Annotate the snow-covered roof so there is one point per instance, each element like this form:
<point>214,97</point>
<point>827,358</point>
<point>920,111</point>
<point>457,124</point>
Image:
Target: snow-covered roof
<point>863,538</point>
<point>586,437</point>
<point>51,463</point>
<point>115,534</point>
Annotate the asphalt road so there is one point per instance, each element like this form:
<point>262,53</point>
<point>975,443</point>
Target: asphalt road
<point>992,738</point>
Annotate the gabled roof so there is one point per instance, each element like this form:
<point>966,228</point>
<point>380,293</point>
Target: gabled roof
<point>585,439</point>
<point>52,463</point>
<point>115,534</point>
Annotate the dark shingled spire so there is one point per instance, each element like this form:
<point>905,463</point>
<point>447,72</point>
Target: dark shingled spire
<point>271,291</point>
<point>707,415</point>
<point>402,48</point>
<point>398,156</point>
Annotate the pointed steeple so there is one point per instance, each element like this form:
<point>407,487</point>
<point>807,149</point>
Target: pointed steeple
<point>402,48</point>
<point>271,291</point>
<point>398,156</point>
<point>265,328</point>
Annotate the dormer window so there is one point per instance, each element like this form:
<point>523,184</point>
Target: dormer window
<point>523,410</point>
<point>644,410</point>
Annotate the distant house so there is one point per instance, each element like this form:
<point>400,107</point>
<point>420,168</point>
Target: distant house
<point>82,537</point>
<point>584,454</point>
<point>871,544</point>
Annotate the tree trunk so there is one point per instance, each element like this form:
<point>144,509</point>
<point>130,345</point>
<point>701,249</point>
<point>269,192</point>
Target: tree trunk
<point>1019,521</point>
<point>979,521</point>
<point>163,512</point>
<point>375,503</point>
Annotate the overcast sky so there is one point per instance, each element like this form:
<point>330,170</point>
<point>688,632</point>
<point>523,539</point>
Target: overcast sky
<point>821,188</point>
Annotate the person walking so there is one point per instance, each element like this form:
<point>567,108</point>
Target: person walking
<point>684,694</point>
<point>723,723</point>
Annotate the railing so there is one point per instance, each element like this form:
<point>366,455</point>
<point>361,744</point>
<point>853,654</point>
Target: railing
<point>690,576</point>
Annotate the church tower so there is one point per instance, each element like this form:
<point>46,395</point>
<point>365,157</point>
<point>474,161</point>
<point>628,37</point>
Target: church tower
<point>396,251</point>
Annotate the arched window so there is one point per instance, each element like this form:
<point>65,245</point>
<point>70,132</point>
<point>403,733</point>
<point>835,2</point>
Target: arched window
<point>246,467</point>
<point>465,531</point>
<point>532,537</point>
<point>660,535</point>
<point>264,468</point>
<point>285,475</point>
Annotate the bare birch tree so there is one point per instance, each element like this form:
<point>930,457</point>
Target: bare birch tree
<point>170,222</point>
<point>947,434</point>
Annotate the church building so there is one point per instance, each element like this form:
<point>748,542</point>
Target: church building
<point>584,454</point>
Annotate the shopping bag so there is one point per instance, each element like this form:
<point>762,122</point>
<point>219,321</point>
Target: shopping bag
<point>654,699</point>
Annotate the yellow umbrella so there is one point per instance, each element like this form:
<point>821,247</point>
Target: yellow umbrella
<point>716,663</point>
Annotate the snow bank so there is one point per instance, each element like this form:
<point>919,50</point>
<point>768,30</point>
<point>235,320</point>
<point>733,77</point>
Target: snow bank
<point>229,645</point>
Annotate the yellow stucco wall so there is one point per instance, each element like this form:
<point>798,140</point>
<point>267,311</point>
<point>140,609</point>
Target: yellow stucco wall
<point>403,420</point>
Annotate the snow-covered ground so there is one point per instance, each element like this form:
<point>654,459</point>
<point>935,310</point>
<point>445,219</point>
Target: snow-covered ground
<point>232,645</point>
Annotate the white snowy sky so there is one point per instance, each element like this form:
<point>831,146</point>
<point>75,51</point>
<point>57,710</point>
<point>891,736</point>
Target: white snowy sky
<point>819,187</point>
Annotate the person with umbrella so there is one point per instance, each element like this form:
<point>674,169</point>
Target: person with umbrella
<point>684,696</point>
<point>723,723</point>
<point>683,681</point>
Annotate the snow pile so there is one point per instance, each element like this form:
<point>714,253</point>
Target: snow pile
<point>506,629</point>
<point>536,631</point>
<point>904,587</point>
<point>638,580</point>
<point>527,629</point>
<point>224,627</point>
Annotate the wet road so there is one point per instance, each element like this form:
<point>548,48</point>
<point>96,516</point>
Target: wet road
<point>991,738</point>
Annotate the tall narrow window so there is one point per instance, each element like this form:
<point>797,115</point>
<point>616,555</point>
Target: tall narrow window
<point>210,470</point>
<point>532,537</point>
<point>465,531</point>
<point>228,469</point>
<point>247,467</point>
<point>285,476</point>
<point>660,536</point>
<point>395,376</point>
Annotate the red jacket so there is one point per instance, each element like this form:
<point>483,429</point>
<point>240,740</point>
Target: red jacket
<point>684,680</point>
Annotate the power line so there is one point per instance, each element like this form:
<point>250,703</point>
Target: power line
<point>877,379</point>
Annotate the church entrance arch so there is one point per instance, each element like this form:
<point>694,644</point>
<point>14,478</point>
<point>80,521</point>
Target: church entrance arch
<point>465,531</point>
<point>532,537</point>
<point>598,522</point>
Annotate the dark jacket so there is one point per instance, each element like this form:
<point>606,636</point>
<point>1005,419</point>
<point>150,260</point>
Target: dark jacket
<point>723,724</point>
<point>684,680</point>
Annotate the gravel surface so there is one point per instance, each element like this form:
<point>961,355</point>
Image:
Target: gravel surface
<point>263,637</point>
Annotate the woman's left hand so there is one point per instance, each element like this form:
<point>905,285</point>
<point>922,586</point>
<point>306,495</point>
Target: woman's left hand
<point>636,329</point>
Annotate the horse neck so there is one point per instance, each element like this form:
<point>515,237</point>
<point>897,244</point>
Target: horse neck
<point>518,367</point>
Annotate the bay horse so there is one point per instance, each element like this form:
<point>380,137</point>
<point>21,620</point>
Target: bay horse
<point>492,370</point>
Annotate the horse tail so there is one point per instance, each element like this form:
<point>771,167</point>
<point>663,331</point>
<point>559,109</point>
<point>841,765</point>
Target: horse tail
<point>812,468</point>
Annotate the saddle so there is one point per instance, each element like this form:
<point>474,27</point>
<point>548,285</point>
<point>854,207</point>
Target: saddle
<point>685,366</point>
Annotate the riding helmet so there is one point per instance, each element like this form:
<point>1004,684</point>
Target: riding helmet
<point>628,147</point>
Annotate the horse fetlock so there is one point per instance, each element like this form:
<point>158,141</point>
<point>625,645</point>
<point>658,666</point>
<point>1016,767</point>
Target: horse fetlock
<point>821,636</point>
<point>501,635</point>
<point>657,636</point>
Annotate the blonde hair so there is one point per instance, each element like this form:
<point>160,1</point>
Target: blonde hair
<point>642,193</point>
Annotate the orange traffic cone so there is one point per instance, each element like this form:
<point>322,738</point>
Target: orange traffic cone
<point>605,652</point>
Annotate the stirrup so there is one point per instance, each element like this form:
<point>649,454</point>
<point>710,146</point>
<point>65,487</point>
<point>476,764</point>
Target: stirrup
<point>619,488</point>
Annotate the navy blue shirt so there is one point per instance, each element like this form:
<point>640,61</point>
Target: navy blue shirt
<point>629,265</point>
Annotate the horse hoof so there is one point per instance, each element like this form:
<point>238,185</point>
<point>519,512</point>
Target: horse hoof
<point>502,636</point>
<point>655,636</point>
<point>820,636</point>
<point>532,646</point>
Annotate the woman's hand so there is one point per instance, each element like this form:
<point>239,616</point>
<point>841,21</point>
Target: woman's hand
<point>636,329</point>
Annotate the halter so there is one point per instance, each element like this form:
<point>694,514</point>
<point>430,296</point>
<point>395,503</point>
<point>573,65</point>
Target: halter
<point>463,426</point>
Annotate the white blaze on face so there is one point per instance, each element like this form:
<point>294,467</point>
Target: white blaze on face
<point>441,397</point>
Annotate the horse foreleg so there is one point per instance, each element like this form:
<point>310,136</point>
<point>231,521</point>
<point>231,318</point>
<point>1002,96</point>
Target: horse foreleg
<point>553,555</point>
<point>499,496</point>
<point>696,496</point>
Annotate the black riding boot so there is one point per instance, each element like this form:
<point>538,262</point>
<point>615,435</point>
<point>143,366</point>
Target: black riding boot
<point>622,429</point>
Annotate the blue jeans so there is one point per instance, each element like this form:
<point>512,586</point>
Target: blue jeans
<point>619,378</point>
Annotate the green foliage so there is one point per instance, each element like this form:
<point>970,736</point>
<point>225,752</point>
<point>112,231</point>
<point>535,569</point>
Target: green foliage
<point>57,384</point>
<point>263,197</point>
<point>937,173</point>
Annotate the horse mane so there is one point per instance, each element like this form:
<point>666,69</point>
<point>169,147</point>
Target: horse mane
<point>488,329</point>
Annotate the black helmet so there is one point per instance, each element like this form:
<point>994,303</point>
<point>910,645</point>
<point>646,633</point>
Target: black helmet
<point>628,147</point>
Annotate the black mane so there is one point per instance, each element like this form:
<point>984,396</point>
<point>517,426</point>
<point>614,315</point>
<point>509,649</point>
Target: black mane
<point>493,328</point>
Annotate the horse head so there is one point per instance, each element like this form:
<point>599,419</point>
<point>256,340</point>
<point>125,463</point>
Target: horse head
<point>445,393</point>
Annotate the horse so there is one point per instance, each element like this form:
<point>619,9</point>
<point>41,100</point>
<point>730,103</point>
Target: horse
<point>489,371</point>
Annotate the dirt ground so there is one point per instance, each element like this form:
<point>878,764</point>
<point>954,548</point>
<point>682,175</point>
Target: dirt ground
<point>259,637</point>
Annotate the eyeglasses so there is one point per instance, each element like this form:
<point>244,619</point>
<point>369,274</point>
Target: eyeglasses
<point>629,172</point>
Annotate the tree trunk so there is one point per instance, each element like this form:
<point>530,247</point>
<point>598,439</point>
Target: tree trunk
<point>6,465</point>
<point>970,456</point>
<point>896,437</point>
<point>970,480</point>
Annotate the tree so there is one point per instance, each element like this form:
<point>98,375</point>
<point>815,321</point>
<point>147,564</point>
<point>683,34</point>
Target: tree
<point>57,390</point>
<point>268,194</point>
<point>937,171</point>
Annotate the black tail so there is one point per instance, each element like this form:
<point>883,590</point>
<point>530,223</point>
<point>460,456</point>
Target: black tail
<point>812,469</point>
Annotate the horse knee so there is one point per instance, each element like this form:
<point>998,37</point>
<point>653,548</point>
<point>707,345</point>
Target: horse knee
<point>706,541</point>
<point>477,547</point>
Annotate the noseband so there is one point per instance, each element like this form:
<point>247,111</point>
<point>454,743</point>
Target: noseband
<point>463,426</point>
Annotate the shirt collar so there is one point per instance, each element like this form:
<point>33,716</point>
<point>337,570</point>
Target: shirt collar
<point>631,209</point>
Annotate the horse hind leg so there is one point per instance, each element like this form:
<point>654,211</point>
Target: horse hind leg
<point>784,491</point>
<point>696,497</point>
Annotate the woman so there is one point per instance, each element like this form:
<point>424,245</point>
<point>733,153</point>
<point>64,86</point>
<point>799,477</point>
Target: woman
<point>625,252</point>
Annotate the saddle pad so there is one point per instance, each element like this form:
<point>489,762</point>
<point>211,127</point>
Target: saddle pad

**ACTION ITEM**
Please copy exactly the lines from the first line of the records above through the line containing "Annotate the gabled", including both, and nothing more.

**OUTPUT FOR THIS TASK**
Annotate the snow-covered roof so there is one point per instance, each element like this form:
<point>214,97</point>
<point>827,358</point>
<point>920,111</point>
<point>457,124</point>
Image:
Target: snow-covered roof
<point>863,538</point>
<point>586,437</point>
<point>51,463</point>
<point>115,534</point>
Annotate the asphalt road so there is one point per instance, each element like this form:
<point>262,53</point>
<point>975,443</point>
Target: asphalt road
<point>992,738</point>
Annotate the gabled roof so there is one point per instance, each element like this form:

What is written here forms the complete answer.